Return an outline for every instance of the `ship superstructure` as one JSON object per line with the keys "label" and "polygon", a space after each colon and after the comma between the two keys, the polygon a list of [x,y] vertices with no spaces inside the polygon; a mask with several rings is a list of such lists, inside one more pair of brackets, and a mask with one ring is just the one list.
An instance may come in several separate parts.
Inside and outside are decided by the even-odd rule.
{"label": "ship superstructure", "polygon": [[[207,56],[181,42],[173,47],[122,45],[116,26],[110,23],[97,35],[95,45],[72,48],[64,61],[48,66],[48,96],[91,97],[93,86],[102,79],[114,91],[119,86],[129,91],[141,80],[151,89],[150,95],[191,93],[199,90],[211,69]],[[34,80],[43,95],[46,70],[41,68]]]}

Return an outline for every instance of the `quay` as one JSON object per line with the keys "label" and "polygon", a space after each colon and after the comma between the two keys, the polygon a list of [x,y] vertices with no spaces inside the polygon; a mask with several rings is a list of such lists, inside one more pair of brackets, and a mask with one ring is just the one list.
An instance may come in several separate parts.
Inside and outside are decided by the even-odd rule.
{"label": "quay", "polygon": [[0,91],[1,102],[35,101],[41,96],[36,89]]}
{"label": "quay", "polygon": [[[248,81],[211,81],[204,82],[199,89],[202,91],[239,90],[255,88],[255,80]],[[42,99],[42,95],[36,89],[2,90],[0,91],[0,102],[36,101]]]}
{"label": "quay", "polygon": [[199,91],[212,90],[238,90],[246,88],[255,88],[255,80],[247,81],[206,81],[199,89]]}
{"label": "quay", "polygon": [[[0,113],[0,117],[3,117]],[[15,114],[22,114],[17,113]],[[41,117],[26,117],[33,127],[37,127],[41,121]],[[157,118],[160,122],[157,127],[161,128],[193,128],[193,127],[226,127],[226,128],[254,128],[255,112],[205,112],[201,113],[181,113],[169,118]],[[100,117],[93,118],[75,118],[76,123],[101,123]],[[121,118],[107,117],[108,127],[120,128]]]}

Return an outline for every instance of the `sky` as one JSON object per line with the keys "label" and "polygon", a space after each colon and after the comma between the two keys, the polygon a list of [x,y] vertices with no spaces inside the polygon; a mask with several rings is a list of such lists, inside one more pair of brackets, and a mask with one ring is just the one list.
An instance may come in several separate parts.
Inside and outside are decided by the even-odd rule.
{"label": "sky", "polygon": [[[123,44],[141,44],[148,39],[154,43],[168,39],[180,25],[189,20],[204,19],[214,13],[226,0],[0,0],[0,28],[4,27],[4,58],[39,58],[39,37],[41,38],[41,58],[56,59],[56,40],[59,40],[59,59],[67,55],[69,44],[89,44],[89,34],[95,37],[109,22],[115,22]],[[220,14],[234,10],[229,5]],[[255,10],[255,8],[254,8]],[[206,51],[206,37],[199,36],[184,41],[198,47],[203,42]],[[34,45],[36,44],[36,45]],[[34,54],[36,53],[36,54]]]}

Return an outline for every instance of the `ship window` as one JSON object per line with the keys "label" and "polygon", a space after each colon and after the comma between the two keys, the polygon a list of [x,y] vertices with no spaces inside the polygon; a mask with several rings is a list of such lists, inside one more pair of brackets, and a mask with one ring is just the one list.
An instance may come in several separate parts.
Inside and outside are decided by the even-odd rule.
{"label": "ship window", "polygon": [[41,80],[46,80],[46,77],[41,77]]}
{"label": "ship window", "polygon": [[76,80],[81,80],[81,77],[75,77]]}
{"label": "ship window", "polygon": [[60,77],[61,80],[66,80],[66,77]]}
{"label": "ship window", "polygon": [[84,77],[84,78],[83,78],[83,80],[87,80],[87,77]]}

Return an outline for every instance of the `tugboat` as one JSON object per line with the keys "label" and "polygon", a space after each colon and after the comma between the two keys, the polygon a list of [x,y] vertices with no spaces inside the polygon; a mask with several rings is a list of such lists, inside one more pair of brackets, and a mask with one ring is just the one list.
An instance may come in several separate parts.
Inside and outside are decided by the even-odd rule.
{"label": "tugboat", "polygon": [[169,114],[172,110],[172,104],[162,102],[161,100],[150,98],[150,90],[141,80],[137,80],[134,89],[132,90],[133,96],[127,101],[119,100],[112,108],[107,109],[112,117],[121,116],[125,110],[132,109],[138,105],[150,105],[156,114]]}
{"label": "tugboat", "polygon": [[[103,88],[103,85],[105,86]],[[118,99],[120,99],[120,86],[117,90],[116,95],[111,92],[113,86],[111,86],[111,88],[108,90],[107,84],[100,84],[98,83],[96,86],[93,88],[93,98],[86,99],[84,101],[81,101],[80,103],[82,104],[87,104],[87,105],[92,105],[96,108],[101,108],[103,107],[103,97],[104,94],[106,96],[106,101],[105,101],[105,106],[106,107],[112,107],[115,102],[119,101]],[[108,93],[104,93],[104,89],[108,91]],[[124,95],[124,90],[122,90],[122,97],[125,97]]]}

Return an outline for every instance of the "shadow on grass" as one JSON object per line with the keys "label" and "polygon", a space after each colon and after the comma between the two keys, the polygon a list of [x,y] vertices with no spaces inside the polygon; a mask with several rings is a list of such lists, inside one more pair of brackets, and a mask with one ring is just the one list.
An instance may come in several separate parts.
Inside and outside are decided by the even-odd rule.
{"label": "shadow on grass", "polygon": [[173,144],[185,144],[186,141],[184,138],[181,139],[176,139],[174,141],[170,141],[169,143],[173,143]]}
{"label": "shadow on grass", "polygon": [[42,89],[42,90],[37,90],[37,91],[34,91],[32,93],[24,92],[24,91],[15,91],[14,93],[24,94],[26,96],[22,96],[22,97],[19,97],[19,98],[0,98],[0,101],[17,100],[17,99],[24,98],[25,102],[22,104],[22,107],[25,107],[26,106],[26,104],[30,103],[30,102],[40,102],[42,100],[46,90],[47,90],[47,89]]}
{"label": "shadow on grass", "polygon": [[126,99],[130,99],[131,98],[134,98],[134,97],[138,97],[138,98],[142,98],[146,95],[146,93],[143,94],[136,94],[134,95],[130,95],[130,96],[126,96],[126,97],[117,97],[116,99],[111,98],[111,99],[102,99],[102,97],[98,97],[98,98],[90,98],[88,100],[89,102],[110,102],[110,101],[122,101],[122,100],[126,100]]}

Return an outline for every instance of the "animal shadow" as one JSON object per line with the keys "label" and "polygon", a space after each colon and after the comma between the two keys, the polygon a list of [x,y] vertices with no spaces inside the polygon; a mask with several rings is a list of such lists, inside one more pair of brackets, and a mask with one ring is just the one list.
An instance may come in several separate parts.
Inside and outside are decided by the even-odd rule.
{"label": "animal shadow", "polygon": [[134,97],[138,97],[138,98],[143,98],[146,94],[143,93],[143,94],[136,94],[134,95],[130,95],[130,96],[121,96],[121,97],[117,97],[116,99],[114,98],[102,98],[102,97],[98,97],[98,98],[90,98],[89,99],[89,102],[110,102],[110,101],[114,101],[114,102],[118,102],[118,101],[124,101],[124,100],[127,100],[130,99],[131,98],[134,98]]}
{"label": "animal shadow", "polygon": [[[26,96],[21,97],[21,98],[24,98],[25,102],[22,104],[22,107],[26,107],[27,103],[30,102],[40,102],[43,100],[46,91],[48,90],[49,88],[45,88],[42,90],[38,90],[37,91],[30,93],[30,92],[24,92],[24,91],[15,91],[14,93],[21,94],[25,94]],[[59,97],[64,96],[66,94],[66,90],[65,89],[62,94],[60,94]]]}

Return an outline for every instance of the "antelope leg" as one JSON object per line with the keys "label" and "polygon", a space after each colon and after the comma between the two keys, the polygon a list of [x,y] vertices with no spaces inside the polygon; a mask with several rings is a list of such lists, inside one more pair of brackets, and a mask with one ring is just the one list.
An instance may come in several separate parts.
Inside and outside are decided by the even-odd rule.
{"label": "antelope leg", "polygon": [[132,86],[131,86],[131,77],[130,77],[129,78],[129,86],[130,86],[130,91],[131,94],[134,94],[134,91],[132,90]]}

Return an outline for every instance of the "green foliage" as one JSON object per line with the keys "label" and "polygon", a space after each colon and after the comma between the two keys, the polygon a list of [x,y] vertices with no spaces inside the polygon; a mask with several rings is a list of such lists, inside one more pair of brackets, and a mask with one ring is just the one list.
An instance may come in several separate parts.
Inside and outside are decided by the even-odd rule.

________________________

#### [DIRECTIONS FOR THIS TASK]
Locate every line in the material above that contains the string "tugboat" and copy each such line in full.

#### [SOLVED EXERCISE]
Return an outline for every instance of the `tugboat` as one JSON object per line with the keys "label" and "polygon", a space after each colon and after the comma between the two keys, the polygon a list of [x,y] vertices with no spaces inside the polygon; a mask with several rings is a list of such lists, inside one more pair of brackets, and a mask with one ring is just the one list.
{"label": "tugboat", "polygon": [[169,114],[172,110],[172,104],[162,102],[161,100],[150,98],[150,90],[141,80],[137,80],[134,89],[132,90],[133,96],[127,101],[119,100],[112,108],[107,109],[112,117],[121,116],[125,110],[132,109],[138,105],[150,105],[156,114]]}
{"label": "tugboat", "polygon": [[[103,88],[103,85],[105,86]],[[118,99],[120,99],[120,86],[117,90],[116,95],[111,92],[113,86],[111,86],[111,88],[108,90],[107,84],[100,84],[98,83],[96,86],[93,88],[93,98],[86,99],[84,101],[81,101],[80,103],[82,104],[87,104],[87,105],[92,105],[96,108],[101,108],[103,107],[103,97],[104,94],[106,96],[106,101],[105,101],[105,106],[106,107],[112,107],[115,102],[119,101]],[[108,93],[104,93],[104,89],[108,91]],[[124,95],[124,90],[122,90],[122,97],[125,97]]]}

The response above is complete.